— GIVEN INSTRUCTION —
Quote every item below verbatim, and leave the pictures out of your answer.

— PROVIDED ENTRIES —
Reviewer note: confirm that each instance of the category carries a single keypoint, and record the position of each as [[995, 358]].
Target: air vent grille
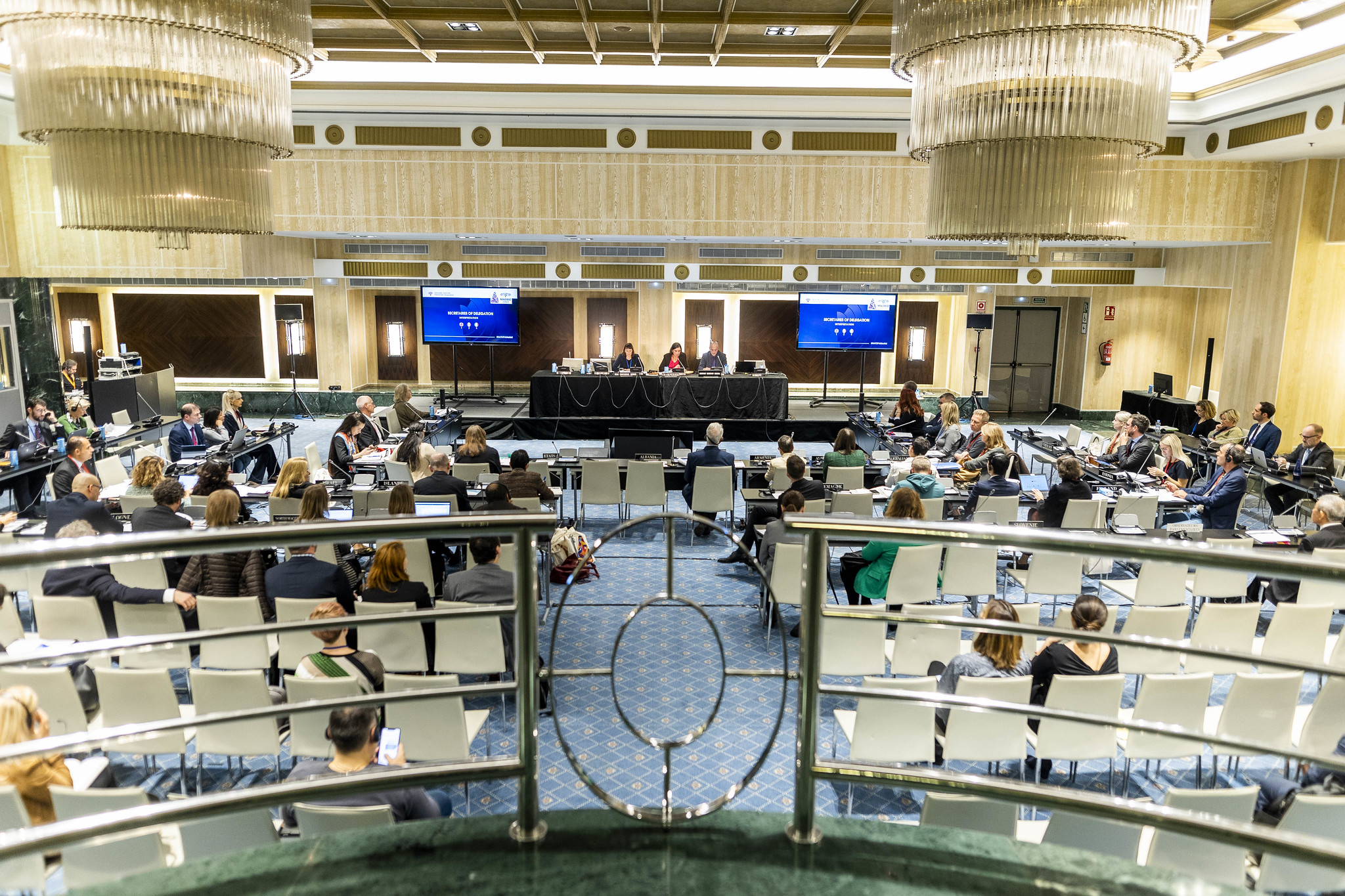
[[475, 249], [386, 249], [865, 254], [1110, 258], [971, 255], [625, 251], [740, 253]]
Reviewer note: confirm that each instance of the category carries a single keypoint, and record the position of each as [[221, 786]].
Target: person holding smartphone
[[357, 738]]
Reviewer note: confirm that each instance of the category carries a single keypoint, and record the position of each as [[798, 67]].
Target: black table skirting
[[734, 396]]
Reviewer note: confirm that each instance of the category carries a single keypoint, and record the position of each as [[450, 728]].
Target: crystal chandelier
[[1033, 113], [162, 114]]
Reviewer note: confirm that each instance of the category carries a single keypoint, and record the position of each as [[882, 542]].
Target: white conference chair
[[1204, 859], [1174, 700], [887, 731]]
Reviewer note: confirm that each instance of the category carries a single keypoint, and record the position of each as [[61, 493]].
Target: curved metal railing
[[523, 765]]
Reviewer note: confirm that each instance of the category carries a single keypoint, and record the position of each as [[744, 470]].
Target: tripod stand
[[294, 400]]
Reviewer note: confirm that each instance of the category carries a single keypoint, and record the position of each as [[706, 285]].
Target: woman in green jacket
[[865, 572], [844, 453]]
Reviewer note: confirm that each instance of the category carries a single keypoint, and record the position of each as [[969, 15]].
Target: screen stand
[[824, 399], [458, 396]]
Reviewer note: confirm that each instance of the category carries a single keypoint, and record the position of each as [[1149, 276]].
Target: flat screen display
[[470, 314], [848, 322]]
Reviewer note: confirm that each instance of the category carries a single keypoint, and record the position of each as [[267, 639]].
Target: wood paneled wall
[[79, 307], [390, 309], [606, 309], [202, 336], [545, 336], [305, 364]]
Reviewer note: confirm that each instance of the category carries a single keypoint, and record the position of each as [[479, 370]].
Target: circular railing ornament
[[666, 813]]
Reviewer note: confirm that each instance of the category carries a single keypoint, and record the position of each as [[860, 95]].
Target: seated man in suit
[[994, 485], [1264, 435], [709, 456], [78, 459], [1328, 515], [715, 358], [801, 481], [1220, 496], [441, 481], [187, 431], [99, 582], [164, 516], [1312, 457], [303, 575], [81, 504], [1134, 453]]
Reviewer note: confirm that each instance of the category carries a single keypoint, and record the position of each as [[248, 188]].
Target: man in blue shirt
[[709, 456]]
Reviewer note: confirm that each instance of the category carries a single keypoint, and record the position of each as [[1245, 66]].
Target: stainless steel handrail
[[1204, 825], [133, 733], [150, 643], [985, 704], [1273, 563]]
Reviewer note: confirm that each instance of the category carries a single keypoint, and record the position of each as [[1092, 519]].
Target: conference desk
[[732, 396], [1165, 410]]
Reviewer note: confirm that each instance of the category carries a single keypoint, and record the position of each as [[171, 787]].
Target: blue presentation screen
[[848, 322], [470, 314]]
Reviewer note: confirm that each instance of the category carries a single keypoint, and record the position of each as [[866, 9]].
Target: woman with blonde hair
[[1227, 429], [1176, 464], [475, 450], [227, 575], [294, 480], [147, 473], [407, 413], [22, 720]]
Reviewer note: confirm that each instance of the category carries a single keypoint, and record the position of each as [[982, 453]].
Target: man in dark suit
[[758, 515], [78, 459], [1137, 452], [441, 481], [303, 575], [1312, 457], [99, 582], [1220, 496], [1264, 435], [164, 516], [373, 431], [81, 504], [1328, 515], [709, 456], [38, 425], [186, 433]]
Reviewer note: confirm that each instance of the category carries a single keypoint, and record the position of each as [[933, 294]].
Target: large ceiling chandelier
[[162, 114], [1033, 113]]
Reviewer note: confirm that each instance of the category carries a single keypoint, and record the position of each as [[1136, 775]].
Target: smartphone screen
[[387, 743]]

— FINISHED EXERCISE —
Reviewer note: confirm that each instance of the category carries a single keypoint, and record the position of each as [[995, 358]].
Target: air vent grille
[[475, 249], [386, 249], [865, 254], [1110, 258], [971, 255], [625, 251], [740, 253]]
Reviewer note: confirm that each instance of the category carries a single keypoint, and record the position of each as [[221, 786]].
Target: person holding smartphone
[[357, 738]]
Reviewer note: confirm that each instance of the category carries a single keypoint, and record the position of each as [[798, 67]].
Target: black table skirting
[[734, 396]]
Reviewer note: confirm that each instance of the category carries a single keypoint, and record the position of each as [[450, 728]].
Target: crystal chandelier
[[1033, 113], [162, 114]]
Reviewer note: confirm that each instance of the category carries a single keypoint, and record the position of each as [[882, 542]].
Target: white conference chair
[[1204, 859], [1174, 700], [887, 731]]
Reviewer note: confirm that each instance of the category carries a single keypoint, and record the position of each as [[61, 493]].
Target: curved metal railing
[[523, 765]]
Reviewer note: confirm that each instance of the category carries a single keypoint, and record the position of each as [[744, 470]].
Target: tripod stand
[[294, 400]]
Reviewer note: confirm that each instance of the category carries a single keypoint, and record the position of each as [[706, 285]].
Target: woman in green jacket
[[865, 572], [844, 453]]
Reviewer note: confirm that each instance of the category carries a single keypoint, and record the position of each as [[969, 15]].
Target: screen stand
[[824, 399], [458, 396]]
Reviewer note: confirm that each instance of the category carries a single keypoint, and record the position of each as [[1149, 276]].
Target: flat screen display
[[470, 314], [848, 322]]
Reviewer note: confirm that each instance of the category carries a single keypoint, and record the position of each as [[267, 639]].
Target: wood paneled wall
[[79, 307], [390, 309], [606, 309], [202, 336], [545, 336], [305, 364]]
Reviewer note: confirm that each instance of the category carries a single keypoint, and record the position of each as [[479, 370]].
Target: circular railing ornament
[[666, 813]]
Reviewer note: confirm that each instance of the category carries a single keypoint, and record the position of each as [[860, 95]].
Target: seated man in suit
[[994, 485], [1264, 435], [709, 456], [78, 459], [1328, 515], [715, 358], [801, 481], [1220, 496], [441, 481], [187, 431], [99, 582], [164, 516], [1312, 457], [303, 575], [81, 504], [1134, 453]]
Reviewer note: confirm that each instance of the category carries a single keypoint, and record the position of each as [[248, 188]].
Target: man in blue shirt
[[709, 456]]
Reviewer note: confirm that each instance of the category carries a single keypoint, and record the position of each as [[1245, 66]].
Target: stainless steel handrail
[[1204, 825], [133, 733], [150, 643], [985, 704], [1273, 563]]
Reviewer note: confirm that each instance of the category carries a single keypoint, and record the position of each as [[1092, 519]].
Target: conference desk
[[732, 396], [1165, 410]]
Reviewer note: confirm that each instance of the category carries a single keypoint, and record the position of each as [[171, 787]].
Target: blue presentation screen
[[848, 322], [470, 314]]
Reviewer note: confirm that each instance of the category carries a single keypoint, and record the position of each as [[866, 9]].
Target: woman with blonde hair
[[1227, 429], [1176, 464], [475, 450], [227, 575], [294, 480], [147, 473], [407, 413], [22, 720]]
Reviewer note: confirm that each instance of the category carries a single keypoint, and record the position of each as [[982, 453]].
Target: man in dark suit
[[758, 515], [78, 459], [1137, 452], [441, 481], [303, 575], [1312, 457], [99, 582], [1220, 496], [1264, 435], [164, 516], [373, 431], [81, 504], [1328, 515], [709, 456], [38, 425], [186, 433]]
Reviewer note: confirm that each instance of the category carries a single keypoint, and record the position of each as [[933, 294]].
Target: large ceiling chandelier
[[162, 114], [1033, 113]]
Reviewer note: confirm that each instance of the category carries a single keypoint, and record the position of each as [[1136, 775]].
Target: smartphone screen
[[387, 743]]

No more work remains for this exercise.